• DESCRIPTION OF THE TASK
Rewrite the lines from the line with "Find every instance of the white window" to the line with "<point>246,250</point>", swapping "white window trim" for "white window frame" and leaving everything else as it is.

## begin RAW DATA

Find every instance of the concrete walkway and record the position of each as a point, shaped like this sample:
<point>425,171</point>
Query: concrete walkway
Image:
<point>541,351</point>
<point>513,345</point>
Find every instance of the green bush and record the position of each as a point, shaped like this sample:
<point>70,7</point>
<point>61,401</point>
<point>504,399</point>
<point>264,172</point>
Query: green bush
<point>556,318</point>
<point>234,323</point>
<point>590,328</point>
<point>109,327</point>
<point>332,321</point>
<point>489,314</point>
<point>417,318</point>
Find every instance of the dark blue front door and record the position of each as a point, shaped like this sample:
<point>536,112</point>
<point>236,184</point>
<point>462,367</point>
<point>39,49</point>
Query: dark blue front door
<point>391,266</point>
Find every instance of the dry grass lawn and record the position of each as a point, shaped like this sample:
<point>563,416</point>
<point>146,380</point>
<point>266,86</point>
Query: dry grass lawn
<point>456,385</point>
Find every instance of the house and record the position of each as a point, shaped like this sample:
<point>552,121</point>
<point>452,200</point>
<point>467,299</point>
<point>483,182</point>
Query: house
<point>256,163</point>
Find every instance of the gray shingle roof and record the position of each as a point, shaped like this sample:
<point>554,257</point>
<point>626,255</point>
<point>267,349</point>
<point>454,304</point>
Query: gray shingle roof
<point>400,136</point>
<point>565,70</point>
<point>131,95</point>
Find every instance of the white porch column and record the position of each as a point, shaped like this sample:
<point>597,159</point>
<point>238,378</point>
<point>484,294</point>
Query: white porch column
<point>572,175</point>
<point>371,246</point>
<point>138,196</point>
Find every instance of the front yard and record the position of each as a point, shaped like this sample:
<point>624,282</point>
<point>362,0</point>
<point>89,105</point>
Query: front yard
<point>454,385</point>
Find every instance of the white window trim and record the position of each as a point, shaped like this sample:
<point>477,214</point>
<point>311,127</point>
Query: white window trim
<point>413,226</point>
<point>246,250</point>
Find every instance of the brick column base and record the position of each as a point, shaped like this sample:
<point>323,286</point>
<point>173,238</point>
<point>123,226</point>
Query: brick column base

## end RAW DATA

• RESULT
Find every instance of the white window frame and record the position of each as a point, shaped like this sample:
<point>477,214</point>
<point>311,127</point>
Query: white window frame
<point>413,226</point>
<point>246,250</point>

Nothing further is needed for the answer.